◆ **MATERIAL SHOWN**:
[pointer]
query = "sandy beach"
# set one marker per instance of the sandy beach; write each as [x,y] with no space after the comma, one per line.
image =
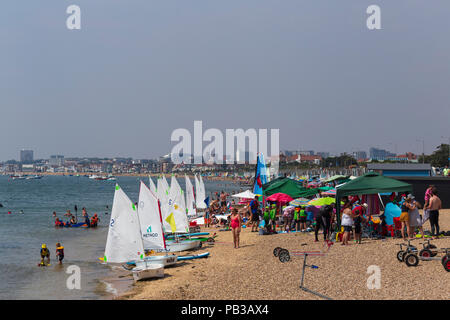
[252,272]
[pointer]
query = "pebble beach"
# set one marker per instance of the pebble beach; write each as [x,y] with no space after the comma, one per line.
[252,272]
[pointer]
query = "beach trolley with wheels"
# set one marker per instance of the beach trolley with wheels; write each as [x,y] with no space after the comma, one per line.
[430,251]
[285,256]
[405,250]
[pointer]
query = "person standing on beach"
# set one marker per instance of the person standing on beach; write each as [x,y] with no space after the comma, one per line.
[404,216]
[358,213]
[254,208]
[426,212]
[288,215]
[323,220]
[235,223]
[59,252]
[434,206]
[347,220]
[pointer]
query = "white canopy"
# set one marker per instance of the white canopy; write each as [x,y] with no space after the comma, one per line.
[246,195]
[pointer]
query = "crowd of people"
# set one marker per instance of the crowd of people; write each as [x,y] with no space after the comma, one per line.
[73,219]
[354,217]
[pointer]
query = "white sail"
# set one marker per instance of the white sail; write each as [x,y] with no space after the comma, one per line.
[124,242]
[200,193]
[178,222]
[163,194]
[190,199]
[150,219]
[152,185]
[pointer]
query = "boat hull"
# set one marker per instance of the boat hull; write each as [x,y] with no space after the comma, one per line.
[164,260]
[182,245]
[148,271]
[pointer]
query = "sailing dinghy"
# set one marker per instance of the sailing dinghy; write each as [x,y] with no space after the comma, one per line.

◆ **TASK REQUIREMENTS**: In the reply, each line of the data must appear exactly as written, and no picture may appear.

◆ **RESPONSE BOX**:
[pointer]
query = "sandy beach"
# set one marker per instance of the sandy beach; write each as [x,y] with no space after the comma, one per line.
image =
[252,272]
[pointer]
query = "pebble beach"
# set one marker per instance of the pebble beach; write each as [x,y] with no space after the comma, one per line.
[252,272]
[pointer]
query = "beach trolley with wheels"
# set one marker per instance of the beach trolley with wheels; write each as [x,y] with no space after the comma, one per line.
[430,251]
[285,256]
[405,250]
[pointer]
query = "person standing on beach"
# set one marker per instance of the person standing on beach; write each as [x,y] with no space after the comma, one per line.
[404,216]
[358,213]
[254,208]
[426,212]
[288,215]
[323,220]
[235,223]
[59,252]
[434,206]
[347,220]
[pointer]
query = "white canopy"
# set one marker per instance of the white canopy; write each as [x,y] with no space after the comma, one per line.
[246,195]
[pointer]
query = "crowd of people"
# set one marker per instance of the crowd of people; write each as [x,y] with no space after the comma, one per line.
[73,219]
[354,217]
[pointer]
query = "white sail"
# set one marker per instance of the white sail; write each as [x,y] with no space after the comma, one per line.
[124,242]
[200,193]
[178,222]
[163,194]
[190,199]
[150,219]
[152,185]
[pointer]
query = "boat hull"
# set one marker per instance of the boat hull; write each as [x,y] with no space after the comma, one per line.
[164,260]
[182,245]
[148,271]
[pointer]
query = "sailing dinghy"
# set one marker per instance of the sailing dinghy; write each as [x,y] with no space after the comma, one per line.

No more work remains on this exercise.